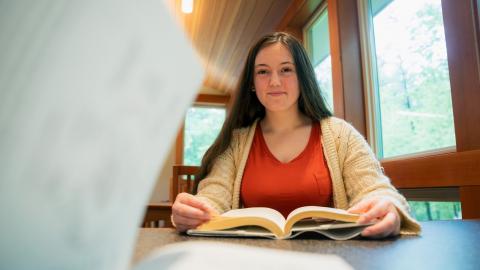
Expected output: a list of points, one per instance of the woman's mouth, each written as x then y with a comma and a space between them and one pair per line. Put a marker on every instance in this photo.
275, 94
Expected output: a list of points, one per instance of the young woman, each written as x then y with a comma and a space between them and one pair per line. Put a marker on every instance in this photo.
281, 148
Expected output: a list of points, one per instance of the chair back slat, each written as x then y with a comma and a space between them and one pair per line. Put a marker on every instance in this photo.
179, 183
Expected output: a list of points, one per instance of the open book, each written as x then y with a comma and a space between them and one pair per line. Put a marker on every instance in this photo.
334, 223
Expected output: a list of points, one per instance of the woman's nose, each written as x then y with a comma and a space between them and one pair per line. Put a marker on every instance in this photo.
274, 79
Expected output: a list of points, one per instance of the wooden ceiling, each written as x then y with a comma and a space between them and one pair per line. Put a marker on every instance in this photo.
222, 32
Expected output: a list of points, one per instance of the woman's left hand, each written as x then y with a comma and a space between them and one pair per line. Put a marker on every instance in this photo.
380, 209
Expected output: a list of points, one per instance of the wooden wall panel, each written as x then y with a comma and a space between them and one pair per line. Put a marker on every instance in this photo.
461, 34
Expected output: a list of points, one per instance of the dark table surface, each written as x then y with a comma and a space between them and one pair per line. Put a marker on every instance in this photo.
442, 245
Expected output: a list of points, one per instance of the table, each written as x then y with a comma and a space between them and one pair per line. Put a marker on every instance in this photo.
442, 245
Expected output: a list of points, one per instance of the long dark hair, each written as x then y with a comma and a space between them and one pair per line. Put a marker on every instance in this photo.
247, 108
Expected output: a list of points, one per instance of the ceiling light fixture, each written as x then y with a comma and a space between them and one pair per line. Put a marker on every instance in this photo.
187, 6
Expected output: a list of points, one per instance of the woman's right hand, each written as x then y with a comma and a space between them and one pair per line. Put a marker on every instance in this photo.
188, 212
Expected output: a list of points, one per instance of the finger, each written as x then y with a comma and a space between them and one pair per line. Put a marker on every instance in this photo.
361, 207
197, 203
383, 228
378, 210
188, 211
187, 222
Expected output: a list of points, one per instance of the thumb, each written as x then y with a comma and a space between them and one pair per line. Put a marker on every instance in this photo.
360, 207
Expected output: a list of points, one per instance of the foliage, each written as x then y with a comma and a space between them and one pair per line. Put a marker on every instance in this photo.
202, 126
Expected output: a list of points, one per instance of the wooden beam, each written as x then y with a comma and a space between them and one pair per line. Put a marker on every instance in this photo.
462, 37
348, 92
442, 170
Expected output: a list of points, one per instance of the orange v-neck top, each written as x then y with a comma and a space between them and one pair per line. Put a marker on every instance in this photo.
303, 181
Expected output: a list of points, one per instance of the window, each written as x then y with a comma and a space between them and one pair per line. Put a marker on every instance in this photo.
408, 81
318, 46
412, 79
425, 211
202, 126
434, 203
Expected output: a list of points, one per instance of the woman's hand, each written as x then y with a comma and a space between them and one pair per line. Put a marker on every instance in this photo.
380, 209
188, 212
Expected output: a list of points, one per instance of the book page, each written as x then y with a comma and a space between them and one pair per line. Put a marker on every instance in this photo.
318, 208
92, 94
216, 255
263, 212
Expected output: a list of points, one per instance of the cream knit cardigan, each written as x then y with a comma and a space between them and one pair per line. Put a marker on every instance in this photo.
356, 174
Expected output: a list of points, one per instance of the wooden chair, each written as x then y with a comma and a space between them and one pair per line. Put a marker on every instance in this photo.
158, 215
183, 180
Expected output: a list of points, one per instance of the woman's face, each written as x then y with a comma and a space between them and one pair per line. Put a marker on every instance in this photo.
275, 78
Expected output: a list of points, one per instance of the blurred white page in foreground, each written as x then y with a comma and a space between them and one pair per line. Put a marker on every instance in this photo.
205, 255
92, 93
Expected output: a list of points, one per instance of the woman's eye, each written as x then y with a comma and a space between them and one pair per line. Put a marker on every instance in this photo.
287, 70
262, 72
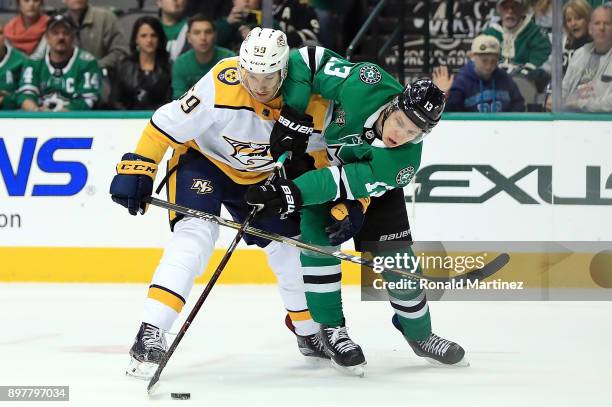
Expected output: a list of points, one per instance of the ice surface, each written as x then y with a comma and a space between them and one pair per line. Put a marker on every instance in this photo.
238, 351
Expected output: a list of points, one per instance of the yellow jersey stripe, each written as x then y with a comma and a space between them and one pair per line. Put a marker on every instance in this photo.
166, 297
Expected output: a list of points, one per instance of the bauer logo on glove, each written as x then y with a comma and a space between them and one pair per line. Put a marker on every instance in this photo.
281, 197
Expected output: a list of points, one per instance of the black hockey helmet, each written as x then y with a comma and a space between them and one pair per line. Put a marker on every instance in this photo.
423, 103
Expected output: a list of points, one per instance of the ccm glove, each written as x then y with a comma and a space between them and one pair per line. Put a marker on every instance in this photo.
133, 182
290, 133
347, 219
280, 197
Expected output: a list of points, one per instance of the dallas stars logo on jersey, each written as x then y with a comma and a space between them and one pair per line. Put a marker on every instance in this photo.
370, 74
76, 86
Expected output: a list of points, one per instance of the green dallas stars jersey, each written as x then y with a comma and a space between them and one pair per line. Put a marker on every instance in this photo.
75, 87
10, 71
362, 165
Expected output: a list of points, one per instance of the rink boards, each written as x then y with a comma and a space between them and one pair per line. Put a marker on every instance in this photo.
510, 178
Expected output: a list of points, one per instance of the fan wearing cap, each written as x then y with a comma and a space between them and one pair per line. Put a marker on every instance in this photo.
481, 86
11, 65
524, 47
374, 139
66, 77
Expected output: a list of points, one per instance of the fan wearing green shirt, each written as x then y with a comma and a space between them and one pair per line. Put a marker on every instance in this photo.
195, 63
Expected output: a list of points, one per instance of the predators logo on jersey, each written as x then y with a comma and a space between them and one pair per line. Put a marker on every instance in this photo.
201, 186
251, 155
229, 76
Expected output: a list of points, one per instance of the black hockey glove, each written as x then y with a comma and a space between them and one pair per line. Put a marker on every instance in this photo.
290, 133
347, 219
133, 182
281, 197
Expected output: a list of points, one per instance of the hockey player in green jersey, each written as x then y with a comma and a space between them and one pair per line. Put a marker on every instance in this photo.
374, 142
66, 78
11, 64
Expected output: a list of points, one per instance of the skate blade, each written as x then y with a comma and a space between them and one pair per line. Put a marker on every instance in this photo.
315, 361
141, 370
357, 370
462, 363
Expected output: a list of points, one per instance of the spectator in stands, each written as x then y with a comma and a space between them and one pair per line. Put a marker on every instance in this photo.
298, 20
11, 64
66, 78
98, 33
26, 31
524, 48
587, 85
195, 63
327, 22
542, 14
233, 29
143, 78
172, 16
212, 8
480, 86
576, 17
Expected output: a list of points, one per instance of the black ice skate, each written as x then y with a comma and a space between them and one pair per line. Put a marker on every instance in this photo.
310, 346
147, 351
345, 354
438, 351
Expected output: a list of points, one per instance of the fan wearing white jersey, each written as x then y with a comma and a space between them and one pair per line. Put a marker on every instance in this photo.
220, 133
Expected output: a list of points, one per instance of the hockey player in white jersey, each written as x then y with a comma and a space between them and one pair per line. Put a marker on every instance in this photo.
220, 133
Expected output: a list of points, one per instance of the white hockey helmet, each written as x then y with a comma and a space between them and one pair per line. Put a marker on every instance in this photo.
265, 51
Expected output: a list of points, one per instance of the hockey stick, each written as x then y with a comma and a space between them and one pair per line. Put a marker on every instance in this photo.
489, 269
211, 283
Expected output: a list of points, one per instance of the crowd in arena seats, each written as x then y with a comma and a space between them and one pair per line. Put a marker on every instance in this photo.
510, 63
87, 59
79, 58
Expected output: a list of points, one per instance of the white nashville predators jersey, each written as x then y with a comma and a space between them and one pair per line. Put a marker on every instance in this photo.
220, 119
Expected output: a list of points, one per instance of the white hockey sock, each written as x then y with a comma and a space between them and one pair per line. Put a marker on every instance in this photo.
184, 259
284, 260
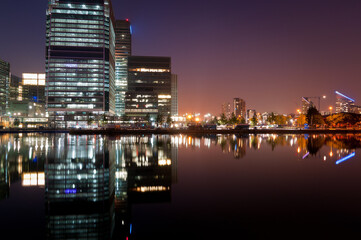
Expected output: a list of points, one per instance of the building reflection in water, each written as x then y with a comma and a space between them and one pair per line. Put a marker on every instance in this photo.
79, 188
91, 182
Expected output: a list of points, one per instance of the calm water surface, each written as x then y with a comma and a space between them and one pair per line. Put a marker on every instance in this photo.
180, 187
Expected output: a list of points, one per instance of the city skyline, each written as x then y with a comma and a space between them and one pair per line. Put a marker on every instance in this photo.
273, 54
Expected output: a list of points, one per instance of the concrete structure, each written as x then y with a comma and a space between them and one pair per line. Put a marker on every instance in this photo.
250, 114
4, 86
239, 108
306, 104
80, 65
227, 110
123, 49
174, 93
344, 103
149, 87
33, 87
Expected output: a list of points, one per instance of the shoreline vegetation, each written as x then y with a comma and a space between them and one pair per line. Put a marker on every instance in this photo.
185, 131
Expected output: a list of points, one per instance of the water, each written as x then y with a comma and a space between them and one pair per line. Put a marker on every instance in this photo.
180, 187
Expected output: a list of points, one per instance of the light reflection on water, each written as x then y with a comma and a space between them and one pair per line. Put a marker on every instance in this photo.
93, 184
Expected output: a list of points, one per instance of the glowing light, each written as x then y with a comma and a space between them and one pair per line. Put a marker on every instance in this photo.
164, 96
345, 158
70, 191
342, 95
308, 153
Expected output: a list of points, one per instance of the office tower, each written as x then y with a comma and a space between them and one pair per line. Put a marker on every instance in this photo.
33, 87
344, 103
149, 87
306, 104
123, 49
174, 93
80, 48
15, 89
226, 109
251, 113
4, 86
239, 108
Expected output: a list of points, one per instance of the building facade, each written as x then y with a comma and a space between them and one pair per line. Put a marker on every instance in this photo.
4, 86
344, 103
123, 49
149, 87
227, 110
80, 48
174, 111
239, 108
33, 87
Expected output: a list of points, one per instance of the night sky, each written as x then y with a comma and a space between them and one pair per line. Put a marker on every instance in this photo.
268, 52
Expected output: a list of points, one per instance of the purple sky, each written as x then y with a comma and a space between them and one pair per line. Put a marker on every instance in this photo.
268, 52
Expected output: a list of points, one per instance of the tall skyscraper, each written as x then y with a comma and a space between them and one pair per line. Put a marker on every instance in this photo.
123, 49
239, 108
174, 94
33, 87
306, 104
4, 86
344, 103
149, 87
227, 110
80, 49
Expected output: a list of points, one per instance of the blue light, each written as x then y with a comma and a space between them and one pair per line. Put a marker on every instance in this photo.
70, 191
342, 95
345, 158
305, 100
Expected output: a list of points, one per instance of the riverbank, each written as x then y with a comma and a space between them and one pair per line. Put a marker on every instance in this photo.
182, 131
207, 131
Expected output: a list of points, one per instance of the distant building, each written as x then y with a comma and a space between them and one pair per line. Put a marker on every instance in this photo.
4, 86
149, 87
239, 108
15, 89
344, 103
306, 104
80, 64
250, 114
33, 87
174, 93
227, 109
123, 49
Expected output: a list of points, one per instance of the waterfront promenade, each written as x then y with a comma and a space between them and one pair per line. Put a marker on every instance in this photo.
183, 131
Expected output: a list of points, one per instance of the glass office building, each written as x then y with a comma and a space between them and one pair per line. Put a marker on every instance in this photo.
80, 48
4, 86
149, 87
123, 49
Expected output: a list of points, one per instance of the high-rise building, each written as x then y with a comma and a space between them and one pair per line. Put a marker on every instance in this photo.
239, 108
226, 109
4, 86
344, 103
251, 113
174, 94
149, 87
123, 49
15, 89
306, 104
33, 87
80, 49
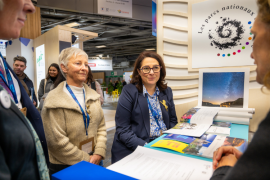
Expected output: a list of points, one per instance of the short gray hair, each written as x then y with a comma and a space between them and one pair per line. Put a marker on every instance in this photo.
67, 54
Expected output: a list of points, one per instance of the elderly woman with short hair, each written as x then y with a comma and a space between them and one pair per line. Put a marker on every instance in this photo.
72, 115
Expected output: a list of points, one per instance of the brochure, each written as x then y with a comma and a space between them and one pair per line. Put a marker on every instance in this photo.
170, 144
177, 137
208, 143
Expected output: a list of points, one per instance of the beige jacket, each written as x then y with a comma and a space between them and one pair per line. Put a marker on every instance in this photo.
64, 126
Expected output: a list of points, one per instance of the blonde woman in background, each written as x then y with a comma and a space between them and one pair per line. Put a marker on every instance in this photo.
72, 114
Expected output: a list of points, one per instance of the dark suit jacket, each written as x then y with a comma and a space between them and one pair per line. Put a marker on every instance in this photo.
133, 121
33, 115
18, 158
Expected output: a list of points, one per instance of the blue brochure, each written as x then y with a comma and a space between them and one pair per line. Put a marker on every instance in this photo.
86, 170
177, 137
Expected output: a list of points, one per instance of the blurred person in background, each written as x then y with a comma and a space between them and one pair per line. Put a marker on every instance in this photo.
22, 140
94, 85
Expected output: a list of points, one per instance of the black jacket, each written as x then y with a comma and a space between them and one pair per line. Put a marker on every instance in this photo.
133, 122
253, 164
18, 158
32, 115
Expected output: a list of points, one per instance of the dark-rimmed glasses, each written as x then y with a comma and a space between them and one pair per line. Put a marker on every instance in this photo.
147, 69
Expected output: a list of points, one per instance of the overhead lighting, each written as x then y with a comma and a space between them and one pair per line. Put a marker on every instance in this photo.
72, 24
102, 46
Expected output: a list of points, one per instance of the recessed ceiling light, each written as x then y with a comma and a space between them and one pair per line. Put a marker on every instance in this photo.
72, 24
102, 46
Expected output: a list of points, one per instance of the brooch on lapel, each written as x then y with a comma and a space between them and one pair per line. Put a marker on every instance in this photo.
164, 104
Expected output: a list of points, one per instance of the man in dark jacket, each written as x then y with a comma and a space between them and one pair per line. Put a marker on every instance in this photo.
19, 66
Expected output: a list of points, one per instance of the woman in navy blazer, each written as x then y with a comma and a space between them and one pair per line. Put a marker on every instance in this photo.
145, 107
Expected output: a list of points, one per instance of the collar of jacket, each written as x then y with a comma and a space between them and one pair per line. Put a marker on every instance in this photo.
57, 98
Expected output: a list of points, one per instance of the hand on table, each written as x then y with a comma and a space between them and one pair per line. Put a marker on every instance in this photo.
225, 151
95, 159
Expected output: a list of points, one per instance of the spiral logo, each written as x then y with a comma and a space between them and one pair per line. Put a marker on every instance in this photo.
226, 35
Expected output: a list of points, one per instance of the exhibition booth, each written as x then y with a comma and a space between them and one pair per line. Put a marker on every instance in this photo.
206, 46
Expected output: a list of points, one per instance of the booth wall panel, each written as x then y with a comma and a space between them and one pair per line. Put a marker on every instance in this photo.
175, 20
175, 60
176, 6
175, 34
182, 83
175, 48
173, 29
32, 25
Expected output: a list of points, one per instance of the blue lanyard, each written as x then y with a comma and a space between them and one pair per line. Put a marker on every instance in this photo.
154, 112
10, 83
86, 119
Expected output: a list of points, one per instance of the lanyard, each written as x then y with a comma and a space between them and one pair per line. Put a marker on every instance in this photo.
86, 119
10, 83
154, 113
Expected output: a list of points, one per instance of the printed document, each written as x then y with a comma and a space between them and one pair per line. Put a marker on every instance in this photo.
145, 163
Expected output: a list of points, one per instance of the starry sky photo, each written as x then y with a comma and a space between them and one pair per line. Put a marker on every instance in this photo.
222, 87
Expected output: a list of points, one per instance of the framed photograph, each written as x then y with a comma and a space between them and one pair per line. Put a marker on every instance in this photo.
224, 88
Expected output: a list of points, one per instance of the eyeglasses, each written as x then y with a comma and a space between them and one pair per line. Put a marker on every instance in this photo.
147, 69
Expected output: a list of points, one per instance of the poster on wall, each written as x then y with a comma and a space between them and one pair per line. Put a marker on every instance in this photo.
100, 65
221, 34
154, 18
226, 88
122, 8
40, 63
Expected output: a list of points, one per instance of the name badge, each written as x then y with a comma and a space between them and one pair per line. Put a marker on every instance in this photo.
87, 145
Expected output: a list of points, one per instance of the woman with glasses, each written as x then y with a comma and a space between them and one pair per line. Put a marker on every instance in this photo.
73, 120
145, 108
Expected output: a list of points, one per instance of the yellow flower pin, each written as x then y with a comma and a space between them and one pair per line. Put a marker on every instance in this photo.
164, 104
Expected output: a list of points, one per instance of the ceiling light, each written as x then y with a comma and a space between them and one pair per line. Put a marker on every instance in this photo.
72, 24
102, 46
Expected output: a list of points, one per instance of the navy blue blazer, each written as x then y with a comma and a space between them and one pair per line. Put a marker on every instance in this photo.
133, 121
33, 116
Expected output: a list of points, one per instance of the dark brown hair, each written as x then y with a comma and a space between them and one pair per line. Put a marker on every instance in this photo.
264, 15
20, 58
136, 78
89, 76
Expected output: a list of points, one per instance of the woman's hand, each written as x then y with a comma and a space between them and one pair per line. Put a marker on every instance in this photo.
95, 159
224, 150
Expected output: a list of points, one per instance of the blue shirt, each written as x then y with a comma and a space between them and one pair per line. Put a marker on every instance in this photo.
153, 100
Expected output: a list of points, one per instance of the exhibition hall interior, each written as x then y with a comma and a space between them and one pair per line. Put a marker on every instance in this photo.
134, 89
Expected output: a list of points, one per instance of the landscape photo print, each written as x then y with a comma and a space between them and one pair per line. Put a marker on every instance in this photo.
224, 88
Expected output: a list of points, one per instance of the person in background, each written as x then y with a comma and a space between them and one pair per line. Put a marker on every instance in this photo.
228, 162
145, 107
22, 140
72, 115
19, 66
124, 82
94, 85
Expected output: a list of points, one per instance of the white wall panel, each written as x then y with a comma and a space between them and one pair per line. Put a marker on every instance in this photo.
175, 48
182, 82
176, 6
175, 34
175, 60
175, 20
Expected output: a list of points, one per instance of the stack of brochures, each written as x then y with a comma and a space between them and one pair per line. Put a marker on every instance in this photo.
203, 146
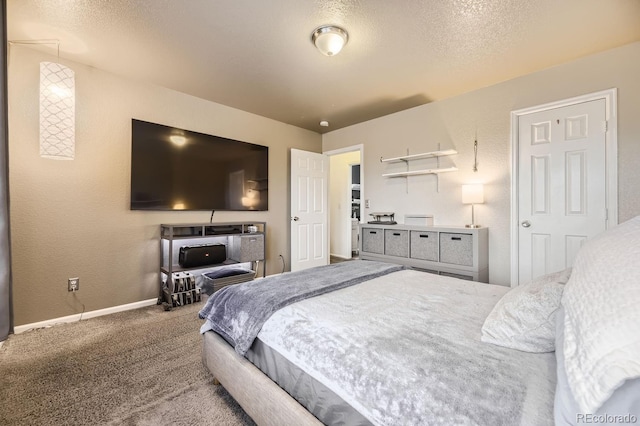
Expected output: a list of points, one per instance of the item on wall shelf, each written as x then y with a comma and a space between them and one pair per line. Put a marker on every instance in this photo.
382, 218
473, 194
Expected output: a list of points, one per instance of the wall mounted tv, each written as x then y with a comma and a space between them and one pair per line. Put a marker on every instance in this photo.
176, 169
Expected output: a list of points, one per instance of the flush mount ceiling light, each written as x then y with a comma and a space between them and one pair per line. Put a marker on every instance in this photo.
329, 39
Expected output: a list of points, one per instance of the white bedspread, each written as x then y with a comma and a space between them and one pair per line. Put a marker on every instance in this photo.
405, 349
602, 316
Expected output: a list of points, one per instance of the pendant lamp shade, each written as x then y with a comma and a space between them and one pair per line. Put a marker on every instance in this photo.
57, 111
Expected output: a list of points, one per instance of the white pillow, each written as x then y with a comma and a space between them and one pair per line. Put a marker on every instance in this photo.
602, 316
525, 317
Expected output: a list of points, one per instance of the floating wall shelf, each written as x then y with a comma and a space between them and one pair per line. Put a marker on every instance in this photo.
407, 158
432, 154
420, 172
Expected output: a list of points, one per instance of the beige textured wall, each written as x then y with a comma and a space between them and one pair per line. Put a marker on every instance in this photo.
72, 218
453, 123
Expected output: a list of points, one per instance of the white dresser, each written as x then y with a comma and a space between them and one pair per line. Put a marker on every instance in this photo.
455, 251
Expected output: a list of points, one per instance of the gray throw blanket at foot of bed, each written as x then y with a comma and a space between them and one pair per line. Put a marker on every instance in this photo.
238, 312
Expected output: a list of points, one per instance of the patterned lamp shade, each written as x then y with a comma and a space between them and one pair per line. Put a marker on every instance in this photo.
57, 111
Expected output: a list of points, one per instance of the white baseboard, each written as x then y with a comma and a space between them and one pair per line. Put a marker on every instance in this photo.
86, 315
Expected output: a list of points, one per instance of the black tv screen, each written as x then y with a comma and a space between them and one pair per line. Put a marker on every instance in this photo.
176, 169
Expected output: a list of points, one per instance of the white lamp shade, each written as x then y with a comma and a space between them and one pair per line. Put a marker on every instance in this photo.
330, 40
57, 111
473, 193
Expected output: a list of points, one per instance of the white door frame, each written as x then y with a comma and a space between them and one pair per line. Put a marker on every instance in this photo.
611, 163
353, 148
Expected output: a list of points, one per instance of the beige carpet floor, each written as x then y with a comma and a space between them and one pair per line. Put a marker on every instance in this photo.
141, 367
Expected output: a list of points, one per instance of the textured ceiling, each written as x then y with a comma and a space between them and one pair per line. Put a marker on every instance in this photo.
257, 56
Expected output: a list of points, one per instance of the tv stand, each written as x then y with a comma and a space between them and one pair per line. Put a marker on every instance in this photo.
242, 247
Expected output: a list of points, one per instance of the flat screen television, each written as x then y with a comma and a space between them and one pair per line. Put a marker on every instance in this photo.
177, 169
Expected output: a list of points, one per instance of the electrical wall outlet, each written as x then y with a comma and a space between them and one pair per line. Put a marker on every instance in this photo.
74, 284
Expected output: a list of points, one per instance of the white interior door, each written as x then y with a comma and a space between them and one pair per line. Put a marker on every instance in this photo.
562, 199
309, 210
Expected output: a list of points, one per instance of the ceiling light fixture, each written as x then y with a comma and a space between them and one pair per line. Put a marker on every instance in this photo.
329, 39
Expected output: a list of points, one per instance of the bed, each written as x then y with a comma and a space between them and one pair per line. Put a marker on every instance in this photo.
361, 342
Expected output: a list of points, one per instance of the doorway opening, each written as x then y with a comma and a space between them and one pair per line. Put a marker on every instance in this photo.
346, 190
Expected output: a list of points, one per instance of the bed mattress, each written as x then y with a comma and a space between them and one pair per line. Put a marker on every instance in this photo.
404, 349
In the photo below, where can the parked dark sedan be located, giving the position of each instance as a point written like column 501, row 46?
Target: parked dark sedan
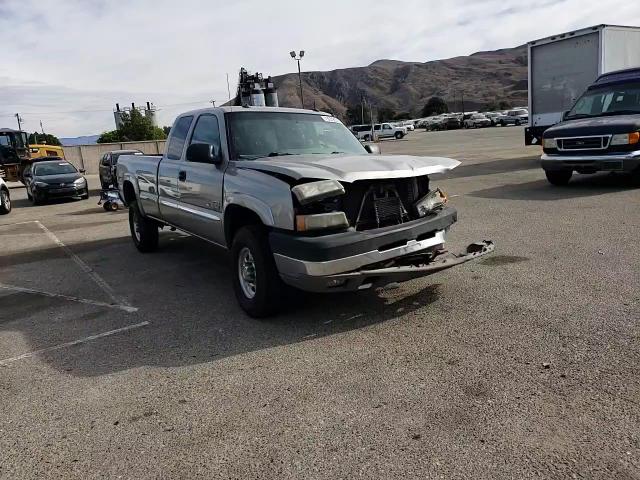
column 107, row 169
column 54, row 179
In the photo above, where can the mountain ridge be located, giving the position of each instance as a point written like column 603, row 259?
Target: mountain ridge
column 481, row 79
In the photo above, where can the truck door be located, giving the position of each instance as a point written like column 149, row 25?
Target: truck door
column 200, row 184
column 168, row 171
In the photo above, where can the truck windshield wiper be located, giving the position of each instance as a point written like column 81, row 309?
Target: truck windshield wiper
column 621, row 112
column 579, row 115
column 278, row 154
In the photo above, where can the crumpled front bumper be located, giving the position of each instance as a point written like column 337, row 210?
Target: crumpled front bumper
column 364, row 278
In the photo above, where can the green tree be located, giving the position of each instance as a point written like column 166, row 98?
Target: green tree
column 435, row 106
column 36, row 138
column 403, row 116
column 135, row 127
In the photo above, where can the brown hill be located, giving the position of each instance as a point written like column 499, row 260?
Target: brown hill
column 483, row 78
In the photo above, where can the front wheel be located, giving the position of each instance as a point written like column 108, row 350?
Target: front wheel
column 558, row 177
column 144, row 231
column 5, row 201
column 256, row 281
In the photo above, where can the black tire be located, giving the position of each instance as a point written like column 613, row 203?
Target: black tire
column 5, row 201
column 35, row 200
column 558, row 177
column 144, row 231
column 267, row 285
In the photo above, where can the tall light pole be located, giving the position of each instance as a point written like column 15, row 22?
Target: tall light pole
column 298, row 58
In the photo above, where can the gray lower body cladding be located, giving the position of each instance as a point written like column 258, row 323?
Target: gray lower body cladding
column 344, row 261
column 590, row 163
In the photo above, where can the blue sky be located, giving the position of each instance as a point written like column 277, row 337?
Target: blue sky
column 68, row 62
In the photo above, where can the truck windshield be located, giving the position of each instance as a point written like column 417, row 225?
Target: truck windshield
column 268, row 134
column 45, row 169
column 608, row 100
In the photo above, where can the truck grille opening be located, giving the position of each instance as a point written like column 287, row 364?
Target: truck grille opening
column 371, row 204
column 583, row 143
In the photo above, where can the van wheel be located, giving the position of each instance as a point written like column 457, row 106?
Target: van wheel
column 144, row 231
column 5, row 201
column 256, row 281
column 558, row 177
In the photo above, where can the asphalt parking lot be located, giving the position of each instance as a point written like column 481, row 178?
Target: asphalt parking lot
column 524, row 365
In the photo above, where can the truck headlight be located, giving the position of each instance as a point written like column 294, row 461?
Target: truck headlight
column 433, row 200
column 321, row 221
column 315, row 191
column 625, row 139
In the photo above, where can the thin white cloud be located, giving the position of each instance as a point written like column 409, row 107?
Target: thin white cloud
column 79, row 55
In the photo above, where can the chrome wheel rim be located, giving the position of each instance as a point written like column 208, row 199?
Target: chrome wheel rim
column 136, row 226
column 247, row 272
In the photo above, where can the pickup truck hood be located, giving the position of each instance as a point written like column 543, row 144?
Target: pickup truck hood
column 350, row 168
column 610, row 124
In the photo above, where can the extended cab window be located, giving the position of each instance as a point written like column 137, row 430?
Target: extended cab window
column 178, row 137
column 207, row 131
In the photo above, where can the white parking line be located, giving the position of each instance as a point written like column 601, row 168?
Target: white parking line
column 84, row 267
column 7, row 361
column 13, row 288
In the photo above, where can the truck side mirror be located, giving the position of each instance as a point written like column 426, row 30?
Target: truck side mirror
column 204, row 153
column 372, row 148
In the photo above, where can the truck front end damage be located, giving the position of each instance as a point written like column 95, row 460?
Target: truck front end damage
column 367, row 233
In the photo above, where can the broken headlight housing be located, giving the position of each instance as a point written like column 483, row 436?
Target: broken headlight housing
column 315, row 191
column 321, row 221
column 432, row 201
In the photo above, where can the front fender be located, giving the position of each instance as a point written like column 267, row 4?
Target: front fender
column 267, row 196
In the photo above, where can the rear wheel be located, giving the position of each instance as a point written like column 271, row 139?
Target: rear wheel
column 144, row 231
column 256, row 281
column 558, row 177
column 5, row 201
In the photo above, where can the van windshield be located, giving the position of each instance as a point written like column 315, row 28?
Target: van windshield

## [Task item]
Using the entries above, extract exactly the span from the line with "In the photo above, where can the crumpled" to the line with "In the photo above, where can the front wheel", both lines included; leave out everything else.

## [Problem solution]
In the photo above, where can the crumpled front bumper be located, giving the position of each instance as a point written like column 337, row 210?
Target: crumpled front bumper
column 364, row 278
In the photo above, where can the green tree be located, giving the position of each instance as a point written like column 166, row 98?
Target: green tree
column 435, row 106
column 36, row 138
column 403, row 116
column 135, row 127
In the photo above, where can the brown hill be located, giving the position of each instance as a point written like column 499, row 260?
Target: brown hill
column 483, row 78
In the photo above, where can the front wheel be located, giving the position of each instance as a point written like column 108, row 350?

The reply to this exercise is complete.